• _STATED GOAL_: Repeat the listing word for word. No pictures belong in the copy.

• _DATA FOR PROCESSING_:

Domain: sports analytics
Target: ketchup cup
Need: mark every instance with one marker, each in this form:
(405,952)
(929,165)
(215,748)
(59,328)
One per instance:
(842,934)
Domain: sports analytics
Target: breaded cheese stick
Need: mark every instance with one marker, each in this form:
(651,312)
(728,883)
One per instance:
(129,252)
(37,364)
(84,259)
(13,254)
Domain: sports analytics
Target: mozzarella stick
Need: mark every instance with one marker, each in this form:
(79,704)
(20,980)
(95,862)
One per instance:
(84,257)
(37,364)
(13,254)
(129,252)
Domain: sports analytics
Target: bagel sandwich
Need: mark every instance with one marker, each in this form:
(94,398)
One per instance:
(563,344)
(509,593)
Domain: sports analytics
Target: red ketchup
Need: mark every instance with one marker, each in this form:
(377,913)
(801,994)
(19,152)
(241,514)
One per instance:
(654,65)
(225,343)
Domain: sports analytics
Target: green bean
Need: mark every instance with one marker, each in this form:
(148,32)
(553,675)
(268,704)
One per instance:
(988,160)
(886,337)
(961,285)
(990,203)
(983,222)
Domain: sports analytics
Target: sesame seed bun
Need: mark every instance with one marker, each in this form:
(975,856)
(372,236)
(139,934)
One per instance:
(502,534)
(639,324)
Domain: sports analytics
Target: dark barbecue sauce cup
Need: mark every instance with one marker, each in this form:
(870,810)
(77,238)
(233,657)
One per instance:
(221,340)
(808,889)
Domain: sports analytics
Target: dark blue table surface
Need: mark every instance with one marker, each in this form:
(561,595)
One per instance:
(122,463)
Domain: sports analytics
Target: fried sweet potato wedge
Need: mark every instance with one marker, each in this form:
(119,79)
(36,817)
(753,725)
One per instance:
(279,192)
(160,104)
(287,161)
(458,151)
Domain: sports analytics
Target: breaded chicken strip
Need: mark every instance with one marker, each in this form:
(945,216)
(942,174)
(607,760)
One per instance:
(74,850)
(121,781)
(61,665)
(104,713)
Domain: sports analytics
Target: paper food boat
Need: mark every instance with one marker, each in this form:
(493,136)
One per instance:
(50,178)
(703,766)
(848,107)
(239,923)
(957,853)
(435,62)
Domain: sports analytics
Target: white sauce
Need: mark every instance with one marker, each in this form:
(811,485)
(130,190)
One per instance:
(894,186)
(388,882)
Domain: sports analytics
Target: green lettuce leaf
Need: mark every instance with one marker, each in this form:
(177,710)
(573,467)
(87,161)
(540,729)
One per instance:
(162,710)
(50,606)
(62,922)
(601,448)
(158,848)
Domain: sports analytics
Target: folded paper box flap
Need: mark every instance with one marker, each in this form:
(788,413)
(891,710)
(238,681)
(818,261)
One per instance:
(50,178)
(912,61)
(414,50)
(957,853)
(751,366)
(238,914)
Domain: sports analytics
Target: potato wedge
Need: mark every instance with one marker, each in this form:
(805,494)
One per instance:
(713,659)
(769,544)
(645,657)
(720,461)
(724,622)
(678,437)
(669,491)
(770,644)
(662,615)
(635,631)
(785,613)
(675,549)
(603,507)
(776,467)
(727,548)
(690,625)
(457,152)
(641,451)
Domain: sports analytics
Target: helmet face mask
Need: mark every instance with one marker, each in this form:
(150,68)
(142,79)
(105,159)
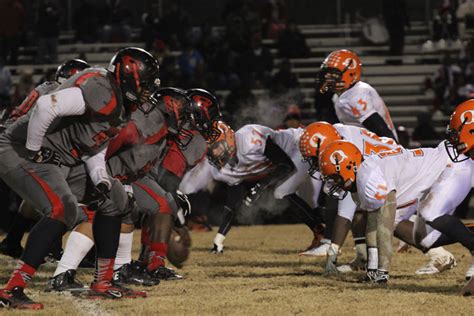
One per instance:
(339,165)
(70,68)
(460,132)
(339,71)
(222,150)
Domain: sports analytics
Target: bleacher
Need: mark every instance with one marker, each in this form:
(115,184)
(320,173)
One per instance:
(400,85)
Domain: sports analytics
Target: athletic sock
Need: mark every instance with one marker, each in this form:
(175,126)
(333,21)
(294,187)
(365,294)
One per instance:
(77,247)
(124,251)
(157,255)
(21,275)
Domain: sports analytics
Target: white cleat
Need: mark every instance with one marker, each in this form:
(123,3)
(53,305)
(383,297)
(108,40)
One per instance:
(358,264)
(470,272)
(441,261)
(320,251)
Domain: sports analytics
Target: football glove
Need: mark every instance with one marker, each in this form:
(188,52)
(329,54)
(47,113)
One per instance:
(255,193)
(332,253)
(45,155)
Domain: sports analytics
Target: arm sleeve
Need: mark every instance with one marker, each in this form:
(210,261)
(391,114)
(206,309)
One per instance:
(377,125)
(97,169)
(282,162)
(67,102)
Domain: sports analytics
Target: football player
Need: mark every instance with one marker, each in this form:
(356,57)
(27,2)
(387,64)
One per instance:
(398,183)
(250,161)
(86,110)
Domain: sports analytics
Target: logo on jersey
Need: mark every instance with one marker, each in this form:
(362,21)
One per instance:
(313,141)
(467,117)
(337,157)
(350,63)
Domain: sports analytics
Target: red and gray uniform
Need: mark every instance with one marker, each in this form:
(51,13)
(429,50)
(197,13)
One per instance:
(76,121)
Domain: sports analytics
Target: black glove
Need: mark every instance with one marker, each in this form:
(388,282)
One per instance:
(45,155)
(254,194)
(183,202)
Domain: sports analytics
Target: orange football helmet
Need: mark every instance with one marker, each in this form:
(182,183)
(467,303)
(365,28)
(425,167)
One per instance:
(338,164)
(339,71)
(221,148)
(460,132)
(316,136)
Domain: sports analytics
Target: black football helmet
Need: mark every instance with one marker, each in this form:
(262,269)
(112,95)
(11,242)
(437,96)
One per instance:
(69,68)
(136,72)
(176,107)
(205,109)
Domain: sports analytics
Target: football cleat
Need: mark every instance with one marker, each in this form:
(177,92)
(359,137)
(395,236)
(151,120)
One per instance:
(16,298)
(135,274)
(358,264)
(438,264)
(217,249)
(65,282)
(319,251)
(165,273)
(112,290)
(11,251)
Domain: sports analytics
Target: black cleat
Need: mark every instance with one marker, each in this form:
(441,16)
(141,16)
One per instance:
(9,250)
(16,298)
(135,274)
(65,282)
(165,273)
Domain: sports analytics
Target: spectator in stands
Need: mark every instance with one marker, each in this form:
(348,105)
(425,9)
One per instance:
(23,87)
(396,19)
(12,17)
(47,28)
(292,118)
(191,65)
(119,29)
(425,129)
(284,79)
(5,87)
(292,43)
(256,63)
(403,136)
(240,96)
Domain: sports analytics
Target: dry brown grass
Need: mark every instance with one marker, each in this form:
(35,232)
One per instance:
(260,273)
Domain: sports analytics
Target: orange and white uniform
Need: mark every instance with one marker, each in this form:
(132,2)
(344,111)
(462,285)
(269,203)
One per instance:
(359,102)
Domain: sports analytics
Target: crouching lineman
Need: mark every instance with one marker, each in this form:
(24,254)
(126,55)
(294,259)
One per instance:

• _EXERCISE ANSWER_:
Domain: sports analytics
Target: ketchup cup
Need: mark every instance with one marker, each in this form:
(405,952)
(929,165)
(215,748)
(59,328)
One per instance:
(842,934)
Domain: sports analytics
Target: breaded cheese stick
Need: mark every instance with one marker, each in this form:
(651,312)
(728,883)
One per instance:
(129,252)
(37,364)
(84,259)
(13,254)
Domain: sports analytics
Target: mozzarella stick
Need: mark every instance with one marker, each in this form:
(79,704)
(20,980)
(95,862)
One per instance:
(84,257)
(37,364)
(13,254)
(129,252)
Domain: sports analytics
Target: bagel sandwich
Need: mark every instance with one marker, each in this form:
(94,398)
One per instance:
(563,344)
(509,593)
Domain: sports analytics
Target: red ketchup
Need: mark every instance with one marker, each in this form:
(377,913)
(801,994)
(19,152)
(241,514)
One per instance:
(654,65)
(225,343)
Domain: sports analytics
Target: green bean
Need: mark every instance with one marker, each in this form:
(148,32)
(553,675)
(268,704)
One per instance:
(988,160)
(886,337)
(961,285)
(990,203)
(983,222)
Domain: sports analytics
Target: sesame seed bun
Need: mark every instance with one marker, each in this form:
(975,856)
(372,236)
(139,934)
One per instance:
(502,534)
(639,324)
Domain: sports analytics
Target: dark barbecue sauce cup
Need: mark every instance with one marker, each in this form:
(870,810)
(77,238)
(233,657)
One per instance:
(221,340)
(808,889)
Domain: sports analytics
Target: dark blue table surface
Need: mark every instance with one marker, each in this form:
(561,595)
One per instance:
(122,463)
Domain: sports analytics
Target: fried sweet potato wedge
Need: mark every instance with one marker, each in this form:
(119,79)
(36,817)
(753,725)
One per instance:
(279,192)
(160,104)
(287,161)
(458,151)
Domain: sports analytics
Target: breaded chicken strip
Need: mark every instance with one marker, each in this form:
(945,216)
(942,174)
(607,760)
One per instance:
(74,850)
(121,781)
(61,665)
(104,713)
Domain: sports analytics
Target: paper food boat
Need: mark every instance with one marker, each in this form:
(493,136)
One per instance:
(50,178)
(703,766)
(848,107)
(239,923)
(957,853)
(435,62)
Domain: sports analytics
Target: white sauce
Need: mark every instance with one marker, each in this form:
(811,485)
(130,190)
One per instance:
(894,186)
(388,882)
Domain: sports analytics
Target: green lettuce leaf
Need: mark every instance with one marker, each in this form:
(177,710)
(573,467)
(87,161)
(540,729)
One per instance:
(162,710)
(50,606)
(62,922)
(601,448)
(158,848)
Domain: sports analytics
Target: folded paper box flap
Need: mark every instance with one marker, each in this form:
(788,413)
(891,710)
(238,681)
(818,261)
One per instance:
(50,178)
(912,61)
(414,50)
(957,853)
(751,366)
(238,914)
Domain: sports analytics
Target: potato wedge
Need: mark every instance with one marker, each in this form:
(805,494)
One per instance:
(713,659)
(769,544)
(645,657)
(720,461)
(724,622)
(678,437)
(669,491)
(770,644)
(662,615)
(635,631)
(785,613)
(675,549)
(603,507)
(776,467)
(727,548)
(690,625)
(457,152)
(641,451)
Domain: sports analytics
Target: helmet face mask
Need: mark every instance with one marker, each in this form:
(150,68)
(142,79)
(105,159)
One per instance:
(339,165)
(70,68)
(460,132)
(339,71)
(222,150)
Domain: sports analytics
Target: bleacher
Need: mark every instance with one marker, each in this form:
(115,184)
(320,173)
One per instance:
(400,85)
Domain: sports analytics
Target: athletic sock
Need: mark every instance with one marker, each in this form:
(175,126)
(333,21)
(294,187)
(365,294)
One per instance:
(77,247)
(124,251)
(157,255)
(21,275)
Domain: sports analytics
Target: white cleat
Need: mark every instance with one marker, each in this form:
(123,3)
(53,305)
(383,297)
(108,40)
One per instance:
(358,264)
(470,272)
(441,261)
(320,251)
Domain: sports analytics
Target: football glove
Need: mark every instance with one marker, each in this form:
(188,52)
(329,54)
(47,113)
One per instance:
(255,193)
(332,253)
(45,155)
Domain: sports analytics
Target: arm sleeve
Need: mark every instance with one marker, each in this form:
(210,261)
(391,114)
(206,309)
One per instance:
(377,125)
(97,169)
(282,162)
(67,102)
Domain: sports analytics
Target: football player
Need: mark every instance with one marker, each in this form:
(356,57)
(27,2)
(387,64)
One per instance:
(398,183)
(250,161)
(86,110)
Domain: sports analytics
Target: logo on jersey
Need: mark every instance with one marker, each in this form:
(362,21)
One per instance:
(313,141)
(467,117)
(337,157)
(350,63)
Domain: sports analytics
Target: red and gray uniform
Need: mark every instance with one marker, each in this form:
(51,13)
(429,50)
(197,13)
One per instance:
(76,121)
Domain: sports analytics
Target: black glove
Need: mark every instance with one marker, each in this form:
(388,282)
One per instance:
(45,155)
(254,194)
(183,202)
Domain: sports analytics
Target: orange football helmet
Need: mark every instance with one marker, each in this form:
(182,183)
(467,303)
(365,28)
(425,167)
One per instance:
(338,164)
(339,71)
(221,148)
(460,132)
(316,136)
Domain: sports analytics
Target: black football helmet
Need: mark every instance with one marker, each in this form:
(262,269)
(112,95)
(11,242)
(437,96)
One per instance:
(69,68)
(136,72)
(176,107)
(205,109)
Domain: sports analytics
Target: football cleat
Need: mark every instance with one marker, each in this form:
(177,92)
(359,137)
(395,236)
(151,120)
One per instance:
(16,298)
(135,274)
(358,264)
(438,264)
(217,249)
(65,282)
(319,251)
(165,273)
(112,290)
(11,251)
Domain: sports analytics
Target: black cleat
Need: mark every instance with one marker, each in this form:
(441,16)
(141,16)
One per instance:
(9,250)
(16,298)
(135,274)
(65,282)
(165,273)
Domain: sports analytics
Target: spectator in stands
Need: mark every instance with one marker, each in this form:
(348,105)
(425,9)
One per instance:
(23,87)
(396,19)
(12,17)
(47,28)
(292,118)
(191,65)
(119,29)
(425,129)
(284,79)
(5,87)
(292,43)
(256,63)
(403,136)
(240,96)
Domain: sports analytics
Target: dry brown grass
Need: mark every instance with one marker, each in this form:
(35,232)
One per instance:
(260,273)
Domain: sports analytics
Target: orange and white uniform
Need: mark every instance with one marker, each in this form:
(132,2)
(344,111)
(462,285)
(269,203)
One per instance:
(359,102)
Domain: sports analytics
Target: crouching lineman
Need: mark every instance with one marker, each in this form:
(24,254)
(126,55)
(294,259)
One per instance:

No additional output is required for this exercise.